Mask labeling examples:
──────────────────────────────

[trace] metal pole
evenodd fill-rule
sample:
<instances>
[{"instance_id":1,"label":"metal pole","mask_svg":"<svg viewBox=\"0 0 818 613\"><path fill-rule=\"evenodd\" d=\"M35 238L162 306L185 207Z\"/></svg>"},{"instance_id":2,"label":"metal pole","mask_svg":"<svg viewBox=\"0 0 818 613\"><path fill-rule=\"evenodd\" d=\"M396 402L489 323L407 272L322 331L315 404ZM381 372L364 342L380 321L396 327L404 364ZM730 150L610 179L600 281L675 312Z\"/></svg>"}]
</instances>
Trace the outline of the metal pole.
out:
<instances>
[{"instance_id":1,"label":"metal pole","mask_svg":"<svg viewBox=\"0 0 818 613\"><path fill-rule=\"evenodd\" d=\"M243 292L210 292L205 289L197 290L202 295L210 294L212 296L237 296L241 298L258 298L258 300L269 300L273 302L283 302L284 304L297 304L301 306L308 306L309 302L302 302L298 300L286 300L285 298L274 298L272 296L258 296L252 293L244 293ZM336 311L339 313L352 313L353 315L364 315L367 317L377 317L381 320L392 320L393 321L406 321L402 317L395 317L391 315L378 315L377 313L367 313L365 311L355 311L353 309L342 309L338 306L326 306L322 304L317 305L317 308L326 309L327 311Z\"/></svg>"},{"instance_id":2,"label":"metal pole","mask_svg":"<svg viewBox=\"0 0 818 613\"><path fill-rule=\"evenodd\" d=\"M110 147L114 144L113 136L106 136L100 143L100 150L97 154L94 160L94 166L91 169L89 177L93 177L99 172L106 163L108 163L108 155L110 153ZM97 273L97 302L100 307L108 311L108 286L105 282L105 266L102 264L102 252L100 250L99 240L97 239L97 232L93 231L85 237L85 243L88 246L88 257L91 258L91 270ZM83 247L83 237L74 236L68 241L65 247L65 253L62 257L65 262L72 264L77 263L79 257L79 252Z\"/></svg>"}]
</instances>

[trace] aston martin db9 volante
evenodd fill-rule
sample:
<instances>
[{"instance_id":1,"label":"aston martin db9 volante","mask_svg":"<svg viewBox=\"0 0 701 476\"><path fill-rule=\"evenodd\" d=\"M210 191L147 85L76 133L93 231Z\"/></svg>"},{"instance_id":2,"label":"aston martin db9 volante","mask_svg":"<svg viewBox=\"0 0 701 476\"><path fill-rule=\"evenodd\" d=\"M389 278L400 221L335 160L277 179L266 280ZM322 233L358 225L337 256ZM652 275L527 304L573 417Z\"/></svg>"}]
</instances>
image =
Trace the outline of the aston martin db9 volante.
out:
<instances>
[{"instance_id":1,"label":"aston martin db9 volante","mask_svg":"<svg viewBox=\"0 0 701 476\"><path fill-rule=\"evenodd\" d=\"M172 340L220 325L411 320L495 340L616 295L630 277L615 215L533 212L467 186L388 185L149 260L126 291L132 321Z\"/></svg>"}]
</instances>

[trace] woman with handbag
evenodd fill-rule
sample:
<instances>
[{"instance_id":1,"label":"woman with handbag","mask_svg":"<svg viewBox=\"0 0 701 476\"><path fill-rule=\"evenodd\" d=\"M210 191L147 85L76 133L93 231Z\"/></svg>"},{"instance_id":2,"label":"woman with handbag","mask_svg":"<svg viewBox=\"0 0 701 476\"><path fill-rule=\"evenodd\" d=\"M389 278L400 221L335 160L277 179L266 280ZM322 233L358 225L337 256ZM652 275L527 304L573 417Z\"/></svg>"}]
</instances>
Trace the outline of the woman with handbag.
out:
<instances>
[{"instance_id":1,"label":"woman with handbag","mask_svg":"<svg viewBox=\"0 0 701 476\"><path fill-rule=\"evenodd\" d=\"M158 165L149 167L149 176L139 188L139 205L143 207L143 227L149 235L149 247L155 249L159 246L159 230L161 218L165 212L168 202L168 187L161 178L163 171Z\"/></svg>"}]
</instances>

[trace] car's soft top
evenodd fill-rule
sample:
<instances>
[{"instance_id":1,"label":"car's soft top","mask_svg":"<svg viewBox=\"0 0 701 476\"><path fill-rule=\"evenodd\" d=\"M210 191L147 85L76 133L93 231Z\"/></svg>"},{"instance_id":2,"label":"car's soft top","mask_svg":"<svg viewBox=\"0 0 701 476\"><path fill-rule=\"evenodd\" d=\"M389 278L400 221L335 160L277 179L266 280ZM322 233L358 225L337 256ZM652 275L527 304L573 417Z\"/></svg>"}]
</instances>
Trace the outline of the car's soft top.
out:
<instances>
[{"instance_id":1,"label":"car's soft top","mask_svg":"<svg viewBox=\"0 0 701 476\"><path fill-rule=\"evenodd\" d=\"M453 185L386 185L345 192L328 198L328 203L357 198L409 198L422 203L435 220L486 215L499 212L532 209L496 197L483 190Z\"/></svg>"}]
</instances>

──────────────────────────────

§ Exercise
Tally the lines in the data above that contain the string "martin", and give only the number.

§ Reply to the exercise
4